Excerpt:

Temperature: The Oxygen Squeeze

Water temperature creates a cruel paradox for fish farmers. As water warms, it holds less dissolved oxygen — saturation drops from 10 mg/L at 15°C to 7 mg/L at 35°C. But fish are ectotherms: their metabolism accelerates with temperature, demanding more oxygen precisely when less is available. This thermal squeeze makes summer the most dangerous season for aquaculture, especially in tropical regions.

Aeration Engineering

Mechanical aerators — paddlewheels, aspirators, diffusers — transfer atmospheric oxygen into pond water. The oxygen transfer rate depends on the device type, water depth, and the existing oxygen deficit. Paddlewheel aerators are the workhorse of pond aquaculture, achieving 1–2 kg O₂/kW·h. In ultra-intensive systems, liquid oxygen injection can achieve 90%+ transfer efficiency, enabling biomass densities exceeding 50 kg/m³.

Modeling DO Balance

This simulation tracks the dynamic equilibrium between oxygen supply (atmospheric diffusion plus mechanical aeration) and oxygen demand (fish respiration plus sediment oxygen demand). Adjust temperature, biomass, aeration rate, and pond depth to find the operating envelope that keeps DO safely above critical thresholds throughout a 24-hour cycle.

Information supplied:
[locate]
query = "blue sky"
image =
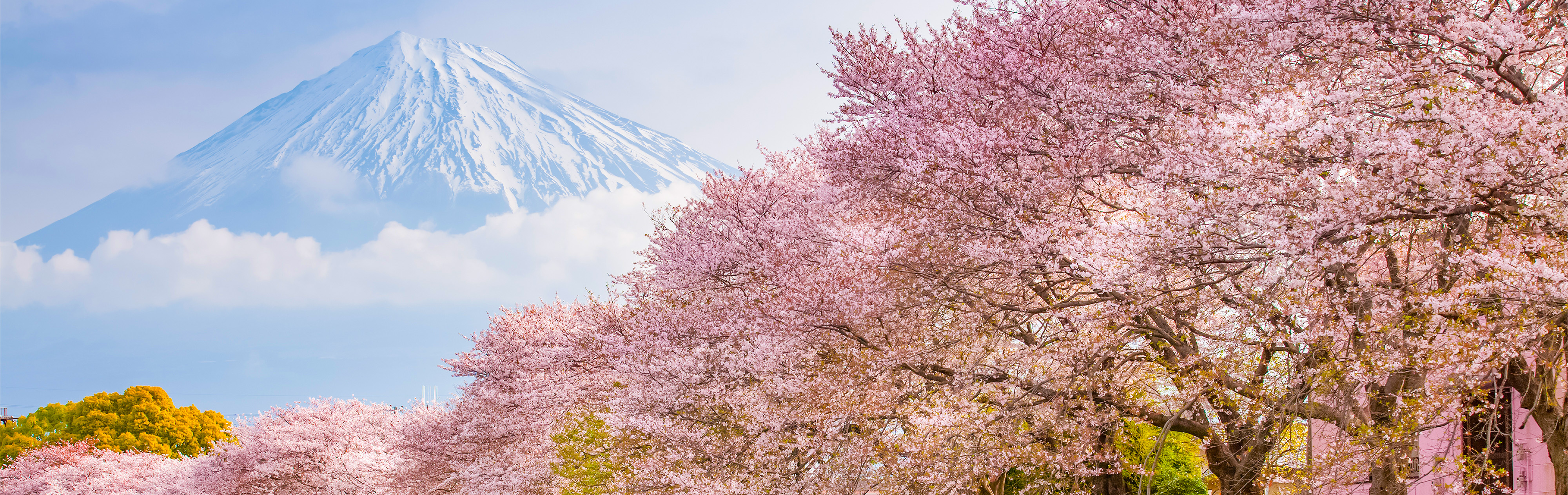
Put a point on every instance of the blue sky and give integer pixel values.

Task to carry out: Continue the piece on dissolved oxygen in fish ponds, picking up right after its last sentence.

Exercise result:
FAQ

What dissolved oxygen level do fish need?

Most cultured freshwater fish require at least 5 mg/L for healthy growth. Below 3 mg/L is considered hypoxic and lethal for many species. Cold-water species like trout need 6–8 mg/L, while warm-water tilapia can tolerate down to 3–4 mg/L briefly.

Why does temperature affect dissolved oxygen?

Oxygen solubility in water decreases as temperature rises — at 15°C, saturation is about 10 mg/L, but at 35°C it drops to around 7 mg/L. Simultaneously, fish metabolic rates and oxygen consumption increase with temperature, creating a double squeeze.

How much aeration does a fish pond need?

A general guideline is 1–2 kg O₂ per hour per tonne of fish biomass. Intensive systems (>20 kg/m³) may require pure oxygen injection rather than mechanical aeration, which typically achieves only 1–3 kg O₂/kW·h transfer efficiency.

When is dissolved oxygen lowest in a pond?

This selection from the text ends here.